How to complete this task: The full set of entries should be repeated without a single change.

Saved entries
* * * *

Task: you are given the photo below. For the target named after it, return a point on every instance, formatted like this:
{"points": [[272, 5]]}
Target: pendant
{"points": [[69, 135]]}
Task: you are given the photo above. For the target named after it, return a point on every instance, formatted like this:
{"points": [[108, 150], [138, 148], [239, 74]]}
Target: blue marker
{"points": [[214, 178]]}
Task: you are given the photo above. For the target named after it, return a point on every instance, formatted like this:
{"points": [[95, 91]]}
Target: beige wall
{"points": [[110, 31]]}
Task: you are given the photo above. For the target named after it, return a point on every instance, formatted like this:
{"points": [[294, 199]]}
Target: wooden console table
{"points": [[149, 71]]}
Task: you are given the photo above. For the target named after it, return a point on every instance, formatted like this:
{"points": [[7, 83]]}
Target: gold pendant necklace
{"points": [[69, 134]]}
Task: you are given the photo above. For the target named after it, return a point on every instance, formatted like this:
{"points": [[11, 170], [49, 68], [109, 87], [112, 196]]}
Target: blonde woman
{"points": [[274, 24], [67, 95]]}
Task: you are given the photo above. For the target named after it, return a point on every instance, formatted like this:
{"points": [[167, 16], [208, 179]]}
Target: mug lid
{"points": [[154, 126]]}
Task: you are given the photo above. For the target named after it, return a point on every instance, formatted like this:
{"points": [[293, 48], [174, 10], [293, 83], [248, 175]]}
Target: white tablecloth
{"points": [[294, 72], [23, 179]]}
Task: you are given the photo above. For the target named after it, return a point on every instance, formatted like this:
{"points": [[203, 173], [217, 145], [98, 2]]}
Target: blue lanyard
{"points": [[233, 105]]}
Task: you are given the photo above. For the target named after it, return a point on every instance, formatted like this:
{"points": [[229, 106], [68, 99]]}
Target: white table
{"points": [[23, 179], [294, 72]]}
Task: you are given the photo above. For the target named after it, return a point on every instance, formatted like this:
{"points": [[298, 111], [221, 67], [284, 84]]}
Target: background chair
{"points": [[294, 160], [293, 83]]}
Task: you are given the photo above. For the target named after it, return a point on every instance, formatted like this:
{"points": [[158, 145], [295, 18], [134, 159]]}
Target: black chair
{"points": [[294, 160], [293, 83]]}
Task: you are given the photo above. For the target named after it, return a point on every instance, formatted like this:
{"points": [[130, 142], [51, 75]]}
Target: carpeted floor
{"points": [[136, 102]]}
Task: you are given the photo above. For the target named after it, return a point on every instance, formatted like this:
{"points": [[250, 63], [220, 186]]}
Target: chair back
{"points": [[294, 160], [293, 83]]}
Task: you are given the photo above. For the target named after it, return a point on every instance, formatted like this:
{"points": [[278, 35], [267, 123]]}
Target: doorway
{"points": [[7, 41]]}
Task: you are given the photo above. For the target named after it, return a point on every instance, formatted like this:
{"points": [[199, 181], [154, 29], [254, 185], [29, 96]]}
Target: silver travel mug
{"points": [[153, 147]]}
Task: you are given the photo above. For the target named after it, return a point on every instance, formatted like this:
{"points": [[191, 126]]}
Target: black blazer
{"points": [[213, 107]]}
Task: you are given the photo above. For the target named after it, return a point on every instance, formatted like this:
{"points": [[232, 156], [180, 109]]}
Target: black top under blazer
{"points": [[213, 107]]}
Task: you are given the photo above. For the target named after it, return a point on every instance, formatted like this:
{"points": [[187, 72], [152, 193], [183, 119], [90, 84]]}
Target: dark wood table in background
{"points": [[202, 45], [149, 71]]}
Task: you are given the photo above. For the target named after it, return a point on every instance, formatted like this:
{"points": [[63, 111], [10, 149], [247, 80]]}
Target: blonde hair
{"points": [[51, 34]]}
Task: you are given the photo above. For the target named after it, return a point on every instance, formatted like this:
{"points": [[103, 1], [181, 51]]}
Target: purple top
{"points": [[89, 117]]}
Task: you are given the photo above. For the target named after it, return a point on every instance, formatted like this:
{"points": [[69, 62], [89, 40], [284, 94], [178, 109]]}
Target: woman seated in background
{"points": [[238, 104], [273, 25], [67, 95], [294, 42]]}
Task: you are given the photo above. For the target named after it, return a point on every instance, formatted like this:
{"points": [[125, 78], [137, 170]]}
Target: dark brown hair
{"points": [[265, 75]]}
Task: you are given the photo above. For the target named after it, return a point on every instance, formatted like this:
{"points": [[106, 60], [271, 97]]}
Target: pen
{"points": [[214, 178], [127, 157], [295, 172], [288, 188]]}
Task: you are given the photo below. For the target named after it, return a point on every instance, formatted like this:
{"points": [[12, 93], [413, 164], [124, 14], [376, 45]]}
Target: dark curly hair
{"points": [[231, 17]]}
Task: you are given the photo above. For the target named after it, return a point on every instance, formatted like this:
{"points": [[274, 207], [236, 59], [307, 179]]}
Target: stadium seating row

* * * *

The answer:
Task: you are given the photo below. For the target named after it, return a point on every instance, formatted like this:
{"points": [[272, 5]]}
Target: pendant
{"points": [[69, 135]]}
Task: you are given the photo above. For the target named after it, return a point on every instance, formatted like this:
{"points": [[108, 150], [138, 148], [239, 74]]}
Target: blue marker
{"points": [[214, 178]]}
Task: you are given the photo above. For the target named after it, return a point on every instance, formatted like this:
{"points": [[95, 91]]}
Target: beige wall
{"points": [[110, 31]]}
Task: you are given the photo above. For the target named after it, return a point on every instance, formatted like this:
{"points": [[294, 199]]}
Target: wooden console table
{"points": [[149, 71]]}
Task: you are given the photo above. For the target named after it, return a point on every instance, formatted like this:
{"points": [[7, 83]]}
Target: gold pendant necklace
{"points": [[69, 134]]}
Task: you are given the photo above. For the target named after it, return a point on every instance, formatted like this:
{"points": [[11, 170], [49, 68], [109, 87], [112, 196]]}
Target: blonde woman
{"points": [[274, 24], [67, 95]]}
Task: you are given the photo above. For the target named after it, return a point on every instance, formatted like this:
{"points": [[167, 16], [208, 179]]}
Target: mug lid
{"points": [[154, 126]]}
Task: you are given the photo above. For the target named after it, return a point on every instance, formatted like this:
{"points": [[293, 48], [174, 10], [293, 83], [248, 175]]}
Target: white tablecloth
{"points": [[294, 72], [23, 179]]}
Task: you are given the photo above. For the target named after it, return a point on every instance, formatted like this:
{"points": [[203, 173], [217, 145], [98, 2]]}
Target: blue lanyard
{"points": [[233, 105]]}
Task: you are given the photo above. For the target named after it, return a point on every instance, formatted like this:
{"points": [[229, 106], [68, 99]]}
Target: white table
{"points": [[23, 179], [294, 72]]}
Task: you are given the photo above. For the target named after it, return a point on every instance, formatted like this:
{"points": [[298, 111], [221, 67], [284, 84]]}
Target: background chair
{"points": [[294, 160], [293, 83]]}
Task: you are given the photo above. For the target named after it, return a point on every instance, formatted like this:
{"points": [[158, 145], [295, 18], [134, 159]]}
Target: black chair
{"points": [[294, 160], [293, 83]]}
Task: you are given the photo above. For the target named after it, return a point on every instance, formatted like this:
{"points": [[130, 142], [51, 75]]}
Target: carpeted floor
{"points": [[136, 102]]}
Task: you are given the photo above. For the target named after it, return a point on every instance, formatted like this:
{"points": [[250, 63], [220, 186]]}
Target: chair back
{"points": [[294, 160], [293, 83]]}
Task: you are given the photo above. For the target named after it, return a point on every instance, formatted like this:
{"points": [[278, 35], [267, 123]]}
Target: doorway
{"points": [[7, 41]]}
Task: you are given the photo above. For the target named after it, return a point on every instance, formatted like this:
{"points": [[199, 181], [154, 29], [254, 185], [29, 96]]}
Target: silver travel mug
{"points": [[153, 147]]}
Task: you are given the photo above. For the target named after it, return a point on every instance, formatted like this:
{"points": [[191, 126]]}
Target: black blazer
{"points": [[213, 107]]}
Task: you are given the photo above. For the target named after it, return a point on every instance, formatted like this:
{"points": [[232, 156], [180, 109]]}
Target: black top under blazer
{"points": [[213, 107]]}
Task: you are given the photo above. For the target named after it, return a point on every instance, formatted like this:
{"points": [[187, 72], [152, 193], [183, 119], [90, 84]]}
Target: dark wood table in background
{"points": [[202, 45], [149, 71]]}
Task: you are given the photo above. For the target named after it, return a point on every instance, formatted like this:
{"points": [[63, 111], [10, 149], [247, 80]]}
Target: blonde hair
{"points": [[51, 34]]}
Task: you are given the photo above. For the target named after it, return a point on every instance, formatted like this:
{"points": [[103, 1], [181, 51]]}
Target: purple top
{"points": [[89, 117]]}
Task: you are given the photo above. For the target named after it, return a point on every instance, formatted like this:
{"points": [[69, 62], [89, 40], [284, 94], [178, 109]]}
Target: woman seated in background
{"points": [[238, 104], [273, 25], [67, 95], [294, 42]]}
Task: you are given the photo above. For the target named after it, return a point on every instance, formatted like this:
{"points": [[125, 78], [137, 170]]}
Target: dark brown hair
{"points": [[265, 75]]}
Task: you are given the photo above. For the target named after it, return a point on every instance, formatted like this:
{"points": [[106, 60], [271, 97]]}
Target: pen
{"points": [[214, 178], [127, 157], [295, 172], [288, 188]]}
Task: you are given the photo below. For the target named after it, return a point on every instance, formatted like this:
{"points": [[12, 93], [413, 164], [124, 14], [376, 45]]}
Target: dark curly hair
{"points": [[231, 17]]}
Task: you are given the photo above. For the target named after it, return a point on every instance, formatted like this:
{"points": [[274, 207], [236, 59], [307, 179]]}
Target: stadium seating row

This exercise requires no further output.